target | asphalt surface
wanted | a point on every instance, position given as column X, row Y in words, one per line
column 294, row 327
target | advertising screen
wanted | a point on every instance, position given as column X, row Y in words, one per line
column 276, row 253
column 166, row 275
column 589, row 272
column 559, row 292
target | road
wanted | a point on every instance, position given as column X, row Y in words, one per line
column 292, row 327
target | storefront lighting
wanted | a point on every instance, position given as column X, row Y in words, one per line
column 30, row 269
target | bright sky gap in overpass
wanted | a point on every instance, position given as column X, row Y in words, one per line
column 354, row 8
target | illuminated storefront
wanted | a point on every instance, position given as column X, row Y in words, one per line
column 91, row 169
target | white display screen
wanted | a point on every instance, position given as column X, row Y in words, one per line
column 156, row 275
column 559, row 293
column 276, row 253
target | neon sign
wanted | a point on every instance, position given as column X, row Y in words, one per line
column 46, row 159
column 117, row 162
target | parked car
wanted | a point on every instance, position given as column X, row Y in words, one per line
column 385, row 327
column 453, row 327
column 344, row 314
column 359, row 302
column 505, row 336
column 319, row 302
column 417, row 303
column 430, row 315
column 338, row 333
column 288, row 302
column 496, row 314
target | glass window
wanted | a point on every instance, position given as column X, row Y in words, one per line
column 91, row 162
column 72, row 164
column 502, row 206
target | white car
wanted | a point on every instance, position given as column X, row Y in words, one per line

_GIVEN EXERCISE:_
Copy out all of the material above again, swapping "neon sign" for "lighted sign" and leaving everything else as it is.

_RESPONSE TO THIS TASK:_
target | asphalt surface
wanted | a point on every instance, position given as column X, row Y in words, one per line
column 294, row 327
target | advertising screen
wanted | a point on every instance, position given as column X, row Y in words, one per line
column 276, row 253
column 166, row 275
column 589, row 272
column 559, row 292
target | road
wanted | a point on every instance, position given as column X, row Y in words, one per line
column 292, row 327
target | storefront lighting
wanted | a point on every instance, position given as column X, row Y in words, one per line
column 30, row 269
target | bright sky gap in overpass
wanted | a point on every instance, position given as column X, row Y in words, one per line
column 354, row 8
target | illuminated storefront
wanted | a point on every instance, position given as column X, row Y in words, one per line
column 91, row 169
target | white display screen
wanted | a point on every instance, position given as column X, row Y in words, one per line
column 156, row 275
column 559, row 293
column 276, row 253
target | lighted sign
wanted | a point on every instance, position given as column X, row Y in words, one per line
column 46, row 159
column 117, row 162
target | parked car
wanted | a point on every instance, position given as column X, row Y in words, one per line
column 385, row 327
column 453, row 327
column 344, row 314
column 359, row 302
column 505, row 336
column 319, row 302
column 417, row 303
column 430, row 315
column 338, row 333
column 288, row 302
column 496, row 314
target | glass window
wanted | a point on every instance, position given as column X, row Y in words, one per line
column 91, row 162
column 72, row 164
column 502, row 206
target | white car
wanted | a point on every instance, position given as column X, row Y in words, one per line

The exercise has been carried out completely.